WHAT THE TASK REQUIRES » Reproduce every one of the items below with each occurrence of "wooden post" changed to "timber post" and everything else left unchanged, omitting the pictures from your answer.

Records excerpted from a collection:
● ● ● ● ● ● ●

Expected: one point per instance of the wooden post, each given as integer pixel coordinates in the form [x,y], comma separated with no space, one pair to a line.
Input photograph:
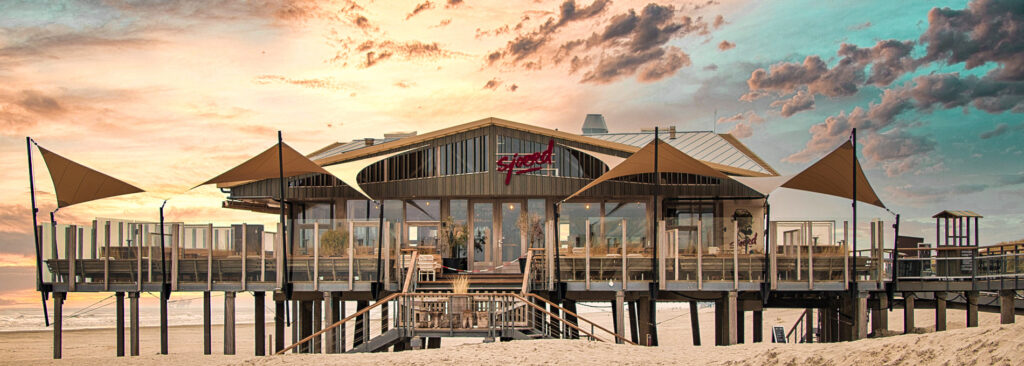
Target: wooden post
[972,309]
[207,331]
[58,298]
[133,322]
[908,298]
[260,321]
[620,309]
[120,314]
[1007,307]
[940,311]
[694,323]
[228,323]
[758,326]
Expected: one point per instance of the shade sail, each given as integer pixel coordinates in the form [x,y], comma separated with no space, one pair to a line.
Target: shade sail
[265,166]
[74,182]
[349,170]
[670,160]
[832,175]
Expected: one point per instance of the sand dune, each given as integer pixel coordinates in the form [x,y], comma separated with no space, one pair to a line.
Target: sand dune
[987,344]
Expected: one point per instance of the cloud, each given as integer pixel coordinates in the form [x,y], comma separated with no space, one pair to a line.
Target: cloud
[800,102]
[420,8]
[741,130]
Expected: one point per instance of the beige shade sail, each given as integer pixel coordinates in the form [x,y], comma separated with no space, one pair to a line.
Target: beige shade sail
[670,160]
[832,175]
[74,182]
[265,166]
[349,170]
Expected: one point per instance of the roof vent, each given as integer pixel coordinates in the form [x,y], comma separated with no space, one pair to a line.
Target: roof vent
[594,124]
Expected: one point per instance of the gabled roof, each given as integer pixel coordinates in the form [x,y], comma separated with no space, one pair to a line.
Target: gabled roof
[955,213]
[725,164]
[705,146]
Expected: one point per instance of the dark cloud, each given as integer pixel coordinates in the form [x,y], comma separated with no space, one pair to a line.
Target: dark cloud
[802,100]
[493,84]
[987,31]
[420,8]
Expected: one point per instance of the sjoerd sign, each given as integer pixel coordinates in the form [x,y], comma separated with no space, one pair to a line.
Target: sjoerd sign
[520,164]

● ● ● ● ● ● ●

ANSWER FOR THE TASK »
Expected: one point per instance of the timber post, each given as integer pixel coordinates in the form [x,y], comma separated with no space, one pair to a line.
Input photograph:
Target: timber post
[972,309]
[207,331]
[58,298]
[133,322]
[908,298]
[260,321]
[620,309]
[120,314]
[1007,307]
[940,311]
[694,323]
[228,323]
[758,326]
Expected: one point per instance of the shade sail, each given as integer pixel coordinates in the form [x,y], comma separated with no space, one pair to a line.
Target: shade sail
[265,166]
[74,182]
[349,170]
[670,160]
[832,175]
Expected: one point per instance of the sand dune, each given as integer pixel coordinates in the form [x,y], comma separated with no space, one pair to a line.
Target: sand dune
[987,344]
Expected: one point per instance of the cloud, each given as integer pixel coordinates in the form [x,y], comma separated with no space, one pair to a line.
Target: cloud
[800,102]
[420,8]
[741,130]
Expected: one point per instance of the beige shade sail, each given as integer pixel coordinates in the form [x,y], comma separated with no space, one pair to a line.
Target: beige shade sail
[670,160]
[832,175]
[74,182]
[265,166]
[349,170]
Expected: one point per instance of the roof vent, each given as integer pixel coordinates in the form [x,y], comma separated with no space, one pair to a line.
Target: roof vent
[594,124]
Expected: one point per instance of the gabled roof, each given as integer pixel coordinates in the form [x,y], comma separated with no space, one pair to a line.
Target: gabled roof
[955,213]
[725,164]
[705,146]
Expected: one point per instance of the dark cloud, each given as integer pixel coordinates in the form [x,y], comma separated with no space, one pair to a line.
Target: dark cloud
[802,100]
[493,84]
[987,31]
[420,8]
Expected: one point per instance of the sjoerd sign, each given as integer pixel coordinates in the form [x,y], comma separated with no space, one pair to a line.
Target: sjoerd sign
[520,164]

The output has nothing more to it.